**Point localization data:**
········
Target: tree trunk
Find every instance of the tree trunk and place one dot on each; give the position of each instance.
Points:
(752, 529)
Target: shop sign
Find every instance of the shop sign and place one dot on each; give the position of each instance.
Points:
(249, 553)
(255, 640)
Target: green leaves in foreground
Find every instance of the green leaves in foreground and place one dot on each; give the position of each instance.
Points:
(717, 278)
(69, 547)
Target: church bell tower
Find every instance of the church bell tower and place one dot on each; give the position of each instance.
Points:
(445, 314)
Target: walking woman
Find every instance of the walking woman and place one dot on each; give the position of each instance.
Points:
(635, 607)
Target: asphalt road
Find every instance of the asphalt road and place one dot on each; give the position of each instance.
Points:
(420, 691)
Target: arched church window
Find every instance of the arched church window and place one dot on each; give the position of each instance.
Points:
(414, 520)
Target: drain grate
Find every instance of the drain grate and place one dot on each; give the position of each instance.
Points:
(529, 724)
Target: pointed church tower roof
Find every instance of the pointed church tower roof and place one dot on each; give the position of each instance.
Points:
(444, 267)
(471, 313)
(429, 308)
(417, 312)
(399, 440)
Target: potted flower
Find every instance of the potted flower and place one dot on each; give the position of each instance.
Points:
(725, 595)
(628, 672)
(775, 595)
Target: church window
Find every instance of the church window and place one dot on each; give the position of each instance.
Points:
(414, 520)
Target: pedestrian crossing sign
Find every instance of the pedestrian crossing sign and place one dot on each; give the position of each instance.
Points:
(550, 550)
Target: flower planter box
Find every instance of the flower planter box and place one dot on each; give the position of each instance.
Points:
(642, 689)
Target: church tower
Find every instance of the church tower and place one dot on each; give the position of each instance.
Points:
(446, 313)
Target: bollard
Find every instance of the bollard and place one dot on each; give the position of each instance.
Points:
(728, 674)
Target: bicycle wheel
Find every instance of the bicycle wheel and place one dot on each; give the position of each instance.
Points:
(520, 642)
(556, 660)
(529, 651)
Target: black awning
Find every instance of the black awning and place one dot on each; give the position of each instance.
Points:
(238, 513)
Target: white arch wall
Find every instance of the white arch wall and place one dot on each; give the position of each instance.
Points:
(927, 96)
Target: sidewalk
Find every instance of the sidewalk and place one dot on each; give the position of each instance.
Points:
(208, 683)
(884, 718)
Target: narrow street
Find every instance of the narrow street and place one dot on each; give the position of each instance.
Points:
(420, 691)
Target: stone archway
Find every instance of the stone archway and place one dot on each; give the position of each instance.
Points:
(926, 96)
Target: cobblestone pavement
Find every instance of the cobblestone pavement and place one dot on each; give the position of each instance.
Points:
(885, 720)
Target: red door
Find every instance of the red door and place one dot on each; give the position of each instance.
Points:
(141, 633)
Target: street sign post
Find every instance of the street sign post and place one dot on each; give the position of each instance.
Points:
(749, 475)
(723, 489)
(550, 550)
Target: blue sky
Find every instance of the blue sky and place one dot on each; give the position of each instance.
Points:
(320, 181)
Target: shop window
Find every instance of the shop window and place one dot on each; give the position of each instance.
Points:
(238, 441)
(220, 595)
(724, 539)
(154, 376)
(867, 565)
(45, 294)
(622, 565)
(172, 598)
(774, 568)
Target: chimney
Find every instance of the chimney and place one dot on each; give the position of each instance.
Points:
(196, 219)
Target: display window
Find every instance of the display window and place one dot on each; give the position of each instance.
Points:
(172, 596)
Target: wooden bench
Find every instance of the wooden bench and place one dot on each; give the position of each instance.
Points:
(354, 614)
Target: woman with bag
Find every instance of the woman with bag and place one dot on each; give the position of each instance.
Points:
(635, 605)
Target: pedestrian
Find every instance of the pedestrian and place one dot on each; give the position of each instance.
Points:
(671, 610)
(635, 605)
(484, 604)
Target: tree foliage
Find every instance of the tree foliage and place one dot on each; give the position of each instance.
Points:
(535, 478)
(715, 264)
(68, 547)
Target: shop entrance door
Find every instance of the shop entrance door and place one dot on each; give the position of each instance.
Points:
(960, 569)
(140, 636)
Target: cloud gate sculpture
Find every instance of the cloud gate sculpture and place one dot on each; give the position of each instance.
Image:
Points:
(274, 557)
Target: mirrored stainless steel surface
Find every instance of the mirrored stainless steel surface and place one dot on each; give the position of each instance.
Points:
········
**TASK GOAL:**
What you give back should be only the lines of the records above, starting at the line with "Find every instance of the tree trunk" and ending at the line with "Target: church bell tower", restated word for word.

**TASK SOLUTION:**
Find every instance of the tree trunk and place one dot on each; give the position of each instance.
Points:
(752, 529)
Target: shop sign
Find every instance of the shop sign and place one dot on each; give the position of each instance.
Points:
(249, 553)
(255, 640)
Target: green leaves in foreground
Find every instance of the green leaves in foreground and place one dot on each; give the position of each instance.
Points:
(717, 278)
(69, 547)
Target: church bell tower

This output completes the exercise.